From owner-freebsd-bugs@FreeBSD.ORG  Fri Feb 16 22:32:13 2007
Return-Path: <owner-freebsd-bugs@FreeBSD.ORG>
X-Original-To: freebsd-bugs@freebsd.org
Delivered-To: freebsd-bugs@freebsd.org
Received: from mx1.freebsd.org (mx1.freebsd.org [69.147.83.52])
	by hub.freebsd.org (Postfix) with ESMTP id C57FE16A402;
	Fri, 16 Feb 2007 22:32:13 +0000 (UTC) (envelope-from bde@zeta.org.au)
Received: from mailout1.pacific.net.au (mailout1-3.pacific.net.au [61.8.2.210])
	by mx1.freebsd.org (Postfix) with ESMTP id 587BB13C48E;
	Fri, 16 Feb 2007 22:32:13 +0000 (UTC) (envelope-from bde@zeta.org.au)
Received: from mailproxy1.pacific.net.au (mailproxy1.pacific.net.au
	[61.8.2.162])
	by mailout1.pacific.net.au (Postfix) with ESMTP id DFB285A7CE3;
	Sat, 17 Feb 2007 09:32:11 +1100 (EST)

^^^^^^^^

=== Set problem a ===
Please scale the listing lines from the line holding "outline child swimming, every instance" through the line holding "588 551 L 585", inclusive, and give only those lines again, requests included. In the answers, multiply every viewBox dimension and path coordinate by 2.1 and round to whole numbers, with halves rounding up.

^^^^^^^^

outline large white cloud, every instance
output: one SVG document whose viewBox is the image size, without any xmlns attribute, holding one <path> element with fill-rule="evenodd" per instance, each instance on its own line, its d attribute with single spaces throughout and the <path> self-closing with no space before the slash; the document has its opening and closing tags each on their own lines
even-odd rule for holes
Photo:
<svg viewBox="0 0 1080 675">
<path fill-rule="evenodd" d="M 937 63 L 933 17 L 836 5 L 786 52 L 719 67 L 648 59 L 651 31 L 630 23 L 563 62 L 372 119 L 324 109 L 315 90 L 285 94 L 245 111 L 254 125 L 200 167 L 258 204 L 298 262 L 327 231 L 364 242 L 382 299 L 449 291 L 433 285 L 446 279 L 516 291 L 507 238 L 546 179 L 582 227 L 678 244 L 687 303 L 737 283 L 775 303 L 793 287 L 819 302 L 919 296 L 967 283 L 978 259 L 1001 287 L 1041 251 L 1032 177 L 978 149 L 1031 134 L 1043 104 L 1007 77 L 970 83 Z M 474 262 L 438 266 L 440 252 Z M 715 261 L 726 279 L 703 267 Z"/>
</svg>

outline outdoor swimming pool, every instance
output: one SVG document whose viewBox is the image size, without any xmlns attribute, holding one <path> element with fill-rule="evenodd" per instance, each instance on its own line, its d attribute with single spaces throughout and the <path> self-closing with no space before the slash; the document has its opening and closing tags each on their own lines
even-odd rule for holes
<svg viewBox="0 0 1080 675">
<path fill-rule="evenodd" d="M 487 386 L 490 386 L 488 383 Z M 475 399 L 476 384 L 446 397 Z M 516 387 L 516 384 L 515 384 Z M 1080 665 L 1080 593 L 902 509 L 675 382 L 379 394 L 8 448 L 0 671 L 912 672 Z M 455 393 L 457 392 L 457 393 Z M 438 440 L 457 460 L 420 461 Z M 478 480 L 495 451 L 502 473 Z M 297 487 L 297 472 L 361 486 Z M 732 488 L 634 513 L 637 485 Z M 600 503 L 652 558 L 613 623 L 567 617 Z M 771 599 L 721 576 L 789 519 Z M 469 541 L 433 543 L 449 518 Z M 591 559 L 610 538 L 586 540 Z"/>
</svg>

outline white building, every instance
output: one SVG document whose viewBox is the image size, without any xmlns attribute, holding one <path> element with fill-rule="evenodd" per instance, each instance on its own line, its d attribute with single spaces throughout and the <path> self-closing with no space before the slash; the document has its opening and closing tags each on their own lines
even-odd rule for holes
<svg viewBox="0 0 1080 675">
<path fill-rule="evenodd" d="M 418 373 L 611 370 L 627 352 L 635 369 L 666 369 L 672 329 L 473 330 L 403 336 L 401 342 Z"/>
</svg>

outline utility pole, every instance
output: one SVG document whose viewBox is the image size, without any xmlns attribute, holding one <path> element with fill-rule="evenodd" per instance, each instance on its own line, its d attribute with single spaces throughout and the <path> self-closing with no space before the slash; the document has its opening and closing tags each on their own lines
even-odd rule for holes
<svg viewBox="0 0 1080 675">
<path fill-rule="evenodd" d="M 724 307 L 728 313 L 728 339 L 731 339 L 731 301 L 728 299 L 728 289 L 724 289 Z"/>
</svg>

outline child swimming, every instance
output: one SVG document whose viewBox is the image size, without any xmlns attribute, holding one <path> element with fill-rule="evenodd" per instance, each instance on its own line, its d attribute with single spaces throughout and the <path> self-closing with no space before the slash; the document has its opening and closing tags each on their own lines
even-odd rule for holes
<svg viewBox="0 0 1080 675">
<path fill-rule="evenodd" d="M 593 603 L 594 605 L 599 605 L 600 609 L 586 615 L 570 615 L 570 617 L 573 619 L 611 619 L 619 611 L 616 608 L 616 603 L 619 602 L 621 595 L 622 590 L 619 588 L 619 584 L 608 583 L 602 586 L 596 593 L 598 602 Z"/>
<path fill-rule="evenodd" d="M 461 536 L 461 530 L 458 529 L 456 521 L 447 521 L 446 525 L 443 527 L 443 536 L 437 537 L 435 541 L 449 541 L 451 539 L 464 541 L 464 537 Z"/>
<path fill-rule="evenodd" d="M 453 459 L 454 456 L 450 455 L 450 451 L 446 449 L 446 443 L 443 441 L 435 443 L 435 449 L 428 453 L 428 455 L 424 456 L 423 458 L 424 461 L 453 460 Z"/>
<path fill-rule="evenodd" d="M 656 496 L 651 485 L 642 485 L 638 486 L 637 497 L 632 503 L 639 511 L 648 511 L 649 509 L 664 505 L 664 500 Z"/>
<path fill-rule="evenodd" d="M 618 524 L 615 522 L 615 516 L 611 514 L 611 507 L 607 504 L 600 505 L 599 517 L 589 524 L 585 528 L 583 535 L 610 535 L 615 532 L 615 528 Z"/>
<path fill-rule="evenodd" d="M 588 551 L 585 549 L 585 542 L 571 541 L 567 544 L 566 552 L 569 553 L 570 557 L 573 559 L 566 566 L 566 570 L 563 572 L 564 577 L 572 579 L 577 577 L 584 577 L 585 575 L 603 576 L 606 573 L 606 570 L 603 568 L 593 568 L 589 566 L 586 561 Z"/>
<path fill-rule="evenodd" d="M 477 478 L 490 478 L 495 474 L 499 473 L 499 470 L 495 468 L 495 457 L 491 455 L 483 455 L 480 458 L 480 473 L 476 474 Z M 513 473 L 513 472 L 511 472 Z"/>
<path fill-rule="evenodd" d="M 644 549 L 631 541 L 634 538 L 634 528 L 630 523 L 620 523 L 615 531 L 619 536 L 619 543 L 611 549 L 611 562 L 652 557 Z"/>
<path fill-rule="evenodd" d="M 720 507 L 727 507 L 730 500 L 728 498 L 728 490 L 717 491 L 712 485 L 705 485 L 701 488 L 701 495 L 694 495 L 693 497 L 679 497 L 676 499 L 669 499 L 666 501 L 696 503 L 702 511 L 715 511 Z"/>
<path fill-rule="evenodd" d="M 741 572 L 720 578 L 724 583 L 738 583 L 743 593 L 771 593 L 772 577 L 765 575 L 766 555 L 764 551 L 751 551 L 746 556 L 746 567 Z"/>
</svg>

^^^^^^^^

=== Set problem b ===
List every IP address that appears in the mail header.

=== Answer a ===
outline child swimming, every instance
output: one SVG document whose viewBox is the image size, without any xmlns attribute, holding one <path> element with fill-rule="evenodd" per instance, each instance on its own line, its d attribute with single spaces throughout and the <path> self-closing with no space before the slash; the document has its opening and closing tags each on their own lines
even-odd rule for holes
<svg viewBox="0 0 2268 1418">
<path fill-rule="evenodd" d="M 1245 1266 L 1247 1271 L 1258 1271 L 1260 1279 L 1231 1292 L 1197 1292 L 1197 1296 L 1203 1300 L 1283 1300 L 1300 1283 L 1294 1277 L 1294 1266 L 1300 1264 L 1304 1250 L 1306 1239 L 1300 1235 L 1300 1226 L 1277 1224 L 1264 1231 L 1252 1245 L 1256 1264 Z"/>
<path fill-rule="evenodd" d="M 968 1126 L 968 1113 L 962 1111 L 958 1094 L 939 1094 L 937 1103 L 930 1107 L 930 1126 L 918 1128 L 914 1136 L 943 1136 L 947 1132 L 974 1136 L 974 1128 Z"/>
<path fill-rule="evenodd" d="M 951 964 L 953 958 L 945 956 L 945 947 L 937 943 L 937 930 L 930 926 L 914 930 L 914 943 L 899 951 L 899 956 L 890 958 L 888 962 L 890 968 L 951 966 Z"/>
<path fill-rule="evenodd" d="M 1378 1042 L 1367 1019 L 1348 1019 L 1340 1021 L 1338 1044 L 1327 1056 L 1342 1073 L 1361 1073 L 1363 1069 L 1394 1061 L 1394 1050 Z"/>
<path fill-rule="evenodd" d="M 1298 1100 L 1292 1096 L 1292 1084 L 1283 1079 L 1283 1065 L 1275 1058 L 1260 1061 L 1258 1086 L 1237 1100 L 1229 1109 L 1224 1124 L 1281 1124 L 1292 1117 L 1292 1109 Z"/>
<path fill-rule="evenodd" d="M 1235 1157 L 1229 1153 L 1229 1138 L 1199 1136 L 1191 1142 L 1189 1159 L 1195 1161 L 1197 1170 L 1203 1174 L 1189 1189 L 1189 1197 L 1182 1201 L 1184 1212 L 1201 1216 L 1212 1212 L 1226 1212 L 1229 1208 L 1266 1210 L 1273 1203 L 1273 1197 L 1266 1193 L 1245 1193 L 1237 1189 L 1231 1178 Z"/>

=== Answer b ===
69.147.83.52
61.8.2.210
61.8.2.162